## Stated problem 1
In the forum discussion below about voting on propositions, under what condition do workers' rights seem to be very much in scope for LGBTQI organizations?

— start of Page extract —

If, for example, gay people would be voting on gig worker law propositions based on LGBTQI support organization recommendations and gun right fans would be voting on housing law propositions based on what the NRA recommends, that (to me) seems like a big problem for democracy, as the issues don't get evaluated on their merits but purely on tribalism.



> If, for example, gay people would be voting on gig worker law propositions based on LGBTQI support organization recommendations

Gay people don't have to, and often don't, vote based on LGBTQI organization recommendations.

However, if LGBTQI organizations believe that LGBTQI people are more impacted by gig work, shouldn't the orgs be speaking on that?

It seems relevant to me. As long as dismissal for being gay is still possible, workers' rights seem to be very much in scope for these organizations.

[To downvoters: What's the point of having an organization, otherwise?]


There are plenty of reasons to have a strong organization irrespective of whether it does what it says it does.

  1. To silence valid criticism & gag public opinion. 
  2. To take advantage of a splintered population of
  insignificant and disorganized clusters and interest groups
  & gain legislative / political power.
  3. To steer discussion & policy directives toward
  boondoggle initiatives so that there is semblance of
  progress but very little to show in the way of actual
  positive outcomes - outcomes deemed not core to the said
  group's world outlook.

— end of Page extract —

## Stated problem 2
Reproduce the records verbatim, from the line containing "Find the rabbit's back;" down through the final line of the records, including both ends.

— start of Data section —

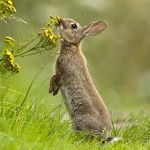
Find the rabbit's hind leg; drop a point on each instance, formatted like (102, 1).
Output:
(54, 86)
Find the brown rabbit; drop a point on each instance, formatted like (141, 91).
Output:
(84, 104)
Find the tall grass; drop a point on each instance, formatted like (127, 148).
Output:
(29, 122)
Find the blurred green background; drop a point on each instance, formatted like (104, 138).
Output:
(118, 59)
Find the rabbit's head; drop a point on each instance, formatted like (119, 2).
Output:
(72, 32)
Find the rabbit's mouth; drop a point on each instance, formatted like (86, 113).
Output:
(61, 24)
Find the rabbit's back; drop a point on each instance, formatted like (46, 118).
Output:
(80, 95)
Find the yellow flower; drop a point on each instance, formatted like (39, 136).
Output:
(10, 2)
(9, 40)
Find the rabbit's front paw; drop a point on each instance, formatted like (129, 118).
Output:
(54, 87)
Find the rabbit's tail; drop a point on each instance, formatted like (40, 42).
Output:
(112, 140)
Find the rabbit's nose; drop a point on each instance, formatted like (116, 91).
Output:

— end of Data section —

## Complete response 1
As long as dismissal for being gay is still possible.

## Complete response 2
Find the rabbit's back; drop a point on each instance, formatted like (46, 118).
Output:
(80, 95)
Find the yellow flower; drop a point on each instance, formatted like (39, 136).
Output:
(10, 2)
(9, 40)
Find the rabbit's front paw; drop a point on each instance, formatted like (129, 118).
Output:
(54, 87)
Find the rabbit's tail; drop a point on each instance, formatted like (40, 42).
Output:
(112, 140)
Find the rabbit's nose; drop a point on each instance, formatted like (116, 91).
Output:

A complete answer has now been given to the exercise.